___ DATASET RECORDS ___
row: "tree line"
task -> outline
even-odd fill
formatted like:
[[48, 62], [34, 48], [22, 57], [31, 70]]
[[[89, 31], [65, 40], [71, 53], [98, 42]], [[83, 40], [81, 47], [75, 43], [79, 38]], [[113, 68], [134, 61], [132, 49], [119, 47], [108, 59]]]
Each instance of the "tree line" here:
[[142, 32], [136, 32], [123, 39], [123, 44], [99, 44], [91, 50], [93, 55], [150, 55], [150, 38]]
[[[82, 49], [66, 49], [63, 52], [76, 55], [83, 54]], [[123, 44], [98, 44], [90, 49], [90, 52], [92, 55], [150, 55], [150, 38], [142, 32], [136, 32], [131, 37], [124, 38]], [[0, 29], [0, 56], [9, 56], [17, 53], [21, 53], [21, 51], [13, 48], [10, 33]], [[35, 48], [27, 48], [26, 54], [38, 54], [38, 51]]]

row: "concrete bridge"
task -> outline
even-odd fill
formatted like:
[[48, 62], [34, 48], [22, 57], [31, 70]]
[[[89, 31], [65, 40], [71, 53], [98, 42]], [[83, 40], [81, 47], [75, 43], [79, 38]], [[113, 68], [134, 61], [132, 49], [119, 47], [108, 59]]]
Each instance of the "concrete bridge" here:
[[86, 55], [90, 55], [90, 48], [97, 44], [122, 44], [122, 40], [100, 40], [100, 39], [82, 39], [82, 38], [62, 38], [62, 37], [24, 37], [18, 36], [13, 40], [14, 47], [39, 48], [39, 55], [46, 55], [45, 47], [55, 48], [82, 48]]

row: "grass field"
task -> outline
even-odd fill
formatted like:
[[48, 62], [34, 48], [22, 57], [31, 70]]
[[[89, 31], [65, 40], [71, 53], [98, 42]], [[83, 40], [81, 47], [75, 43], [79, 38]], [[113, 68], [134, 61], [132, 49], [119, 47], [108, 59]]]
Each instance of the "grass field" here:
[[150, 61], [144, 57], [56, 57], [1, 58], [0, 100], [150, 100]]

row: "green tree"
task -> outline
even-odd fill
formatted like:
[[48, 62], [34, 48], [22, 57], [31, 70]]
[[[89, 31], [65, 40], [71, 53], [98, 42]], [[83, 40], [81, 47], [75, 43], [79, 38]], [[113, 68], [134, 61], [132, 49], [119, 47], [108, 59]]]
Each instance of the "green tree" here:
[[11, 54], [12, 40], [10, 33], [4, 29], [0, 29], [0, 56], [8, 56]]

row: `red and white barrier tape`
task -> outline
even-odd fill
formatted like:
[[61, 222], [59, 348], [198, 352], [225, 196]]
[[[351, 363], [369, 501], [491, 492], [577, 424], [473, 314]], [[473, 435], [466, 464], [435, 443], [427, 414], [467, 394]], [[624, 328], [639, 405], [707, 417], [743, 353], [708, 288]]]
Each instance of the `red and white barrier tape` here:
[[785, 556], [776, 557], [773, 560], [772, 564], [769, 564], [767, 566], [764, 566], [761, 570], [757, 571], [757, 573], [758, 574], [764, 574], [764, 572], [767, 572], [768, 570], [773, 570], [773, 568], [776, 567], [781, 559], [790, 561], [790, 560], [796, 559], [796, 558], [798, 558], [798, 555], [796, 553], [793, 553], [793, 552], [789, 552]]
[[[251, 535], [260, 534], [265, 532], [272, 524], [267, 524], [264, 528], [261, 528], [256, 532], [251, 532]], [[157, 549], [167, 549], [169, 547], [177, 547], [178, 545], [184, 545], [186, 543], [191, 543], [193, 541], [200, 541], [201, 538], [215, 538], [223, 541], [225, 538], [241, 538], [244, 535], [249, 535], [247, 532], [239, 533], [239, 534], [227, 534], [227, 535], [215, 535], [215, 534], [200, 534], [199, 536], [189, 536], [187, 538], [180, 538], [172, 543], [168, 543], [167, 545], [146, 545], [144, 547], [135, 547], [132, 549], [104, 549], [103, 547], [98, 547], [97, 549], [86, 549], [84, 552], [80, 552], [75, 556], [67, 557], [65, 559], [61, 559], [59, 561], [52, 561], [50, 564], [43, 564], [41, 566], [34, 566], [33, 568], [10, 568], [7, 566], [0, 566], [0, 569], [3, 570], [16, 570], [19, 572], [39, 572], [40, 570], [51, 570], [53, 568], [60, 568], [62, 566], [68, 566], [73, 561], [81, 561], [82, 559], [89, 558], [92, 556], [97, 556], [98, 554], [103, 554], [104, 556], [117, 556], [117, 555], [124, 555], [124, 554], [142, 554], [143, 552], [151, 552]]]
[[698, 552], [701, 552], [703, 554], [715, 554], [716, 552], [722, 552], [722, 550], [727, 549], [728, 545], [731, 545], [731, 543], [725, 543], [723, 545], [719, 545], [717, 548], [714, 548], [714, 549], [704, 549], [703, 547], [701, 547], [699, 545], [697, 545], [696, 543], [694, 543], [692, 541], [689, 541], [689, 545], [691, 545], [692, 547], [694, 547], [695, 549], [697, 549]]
___
SHORT EXERCISE
Present every line of the items above as a Markdown table with the columns Number and Line, omitting blank lines.

TASK RESPONSE
| Number | Line |
|---|---|
| 1 | row: "tree line" |
| 2 | task -> outline |
| 3 | even-odd fill |
| 4 | formatted like: |
| 5 | [[48, 62], [34, 48], [22, 57], [31, 70]] |
| 6 | [[[89, 31], [65, 40], [71, 53], [98, 42]], [[83, 40], [81, 47], [75, 43], [79, 38]], [[113, 68], [134, 61], [132, 49], [119, 47], [108, 59]]] |
| 7 | Each instance of the "tree line" here: |
| 8 | [[142, 32], [136, 32], [123, 39], [123, 44], [99, 44], [91, 50], [93, 55], [150, 55], [150, 38]] |
| 9 | [[[82, 49], [66, 49], [63, 52], [76, 55], [83, 54]], [[123, 44], [98, 44], [90, 49], [90, 52], [92, 55], [150, 55], [150, 38], [142, 32], [136, 32], [131, 37], [124, 38]], [[0, 29], [0, 56], [9, 56], [17, 53], [21, 53], [21, 51], [13, 48], [10, 33]], [[35, 48], [27, 48], [26, 54], [38, 54], [38, 51]]] |
| 10 | row: "concrete bridge" |
| 11 | task -> outline |
| 12 | even-odd fill |
| 13 | formatted like: |
| 14 | [[48, 62], [34, 48], [22, 57], [31, 70]] |
| 15 | [[[89, 31], [65, 40], [71, 53], [98, 42]], [[83, 40], [81, 47], [75, 43], [79, 38]], [[113, 68], [134, 61], [132, 49], [119, 47], [108, 59]]] |
| 16 | Each instance of the "concrete bridge" here: |
| 17 | [[86, 55], [90, 55], [90, 48], [97, 44], [122, 44], [122, 40], [100, 40], [100, 39], [82, 39], [82, 38], [62, 38], [62, 37], [24, 37], [18, 36], [13, 40], [14, 47], [39, 48], [39, 55], [46, 55], [45, 47], [55, 48], [82, 48]] |
| 18 | row: "grass field" |
| 19 | task -> outline |
| 20 | even-odd fill |
| 21 | formatted like: |
| 22 | [[48, 62], [34, 48], [22, 57], [31, 70]] |
| 23 | [[[89, 31], [65, 40], [71, 53], [98, 42]], [[83, 40], [81, 47], [75, 43], [79, 38]], [[113, 68], [134, 61], [132, 49], [119, 47], [108, 59]]] |
| 24 | Each instance of the "grass field" here: |
| 25 | [[150, 61], [144, 57], [56, 57], [1, 58], [0, 100], [150, 100]] |
| 26 | row: "green tree" |
| 27 | task -> outline |
| 28 | even-odd fill |
| 29 | formatted like: |
| 30 | [[48, 62], [34, 48], [22, 57], [31, 70]] |
| 31 | [[[89, 31], [65, 40], [71, 53], [98, 42]], [[83, 40], [81, 47], [75, 43], [79, 38]], [[113, 68], [134, 61], [132, 49], [119, 47], [108, 59]]] |
| 32 | Each instance of the "green tree" here: |
| 33 | [[11, 54], [12, 40], [10, 33], [4, 29], [0, 29], [0, 56], [8, 56]] |
| 34 | row: `red and white barrier tape` |
| 35 | task -> outline |
| 36 | even-odd fill |
| 37 | formatted like: |
| 38 | [[61, 222], [59, 348], [198, 352], [225, 196]] |
| 39 | [[[351, 363], [369, 501], [491, 492], [577, 424], [473, 314]], [[473, 435], [466, 464], [435, 443], [427, 414], [467, 394]], [[624, 328], [639, 405], [707, 417], [743, 353], [708, 288]]] |
| 40 | Each instance of the `red and white barrier tape` here: |
| 41 | [[785, 556], [776, 557], [773, 560], [772, 564], [769, 564], [767, 566], [764, 566], [761, 570], [757, 571], [757, 573], [758, 574], [764, 574], [764, 572], [767, 572], [768, 570], [773, 570], [773, 568], [776, 567], [781, 559], [790, 561], [790, 560], [796, 559], [796, 558], [798, 558], [798, 555], [796, 553], [793, 553], [793, 552], [789, 552]] |
| 42 | [[[251, 535], [260, 534], [265, 532], [272, 524], [267, 524], [264, 528], [261, 528], [256, 532], [251, 532]], [[157, 549], [167, 549], [169, 547], [177, 547], [178, 545], [184, 545], [186, 543], [191, 543], [193, 541], [200, 541], [201, 538], [215, 538], [223, 541], [225, 538], [241, 538], [244, 535], [249, 535], [247, 532], [239, 533], [239, 534], [227, 534], [227, 535], [215, 535], [215, 534], [200, 534], [199, 536], [189, 536], [187, 538], [180, 538], [172, 543], [168, 543], [167, 545], [146, 545], [144, 547], [135, 547], [132, 549], [104, 549], [103, 547], [98, 547], [97, 549], [86, 549], [84, 552], [80, 552], [75, 556], [67, 557], [65, 559], [61, 559], [59, 561], [52, 561], [50, 564], [43, 564], [41, 566], [34, 566], [33, 568], [10, 568], [7, 566], [0, 566], [0, 569], [3, 570], [16, 570], [19, 572], [39, 572], [40, 570], [51, 570], [53, 568], [60, 568], [62, 566], [68, 566], [73, 561], [81, 561], [82, 559], [89, 558], [92, 556], [97, 556], [98, 554], [103, 554], [104, 556], [117, 556], [117, 555], [124, 555], [124, 554], [142, 554], [143, 552], [151, 552]]] |
| 43 | [[698, 552], [701, 552], [703, 554], [715, 554], [716, 552], [722, 552], [722, 550], [727, 549], [728, 545], [731, 545], [731, 543], [725, 543], [723, 545], [719, 545], [717, 548], [714, 548], [714, 549], [704, 549], [703, 547], [701, 547], [699, 545], [697, 545], [696, 543], [694, 543], [692, 541], [689, 541], [689, 545], [691, 545], [692, 547], [694, 547], [695, 549], [697, 549]] |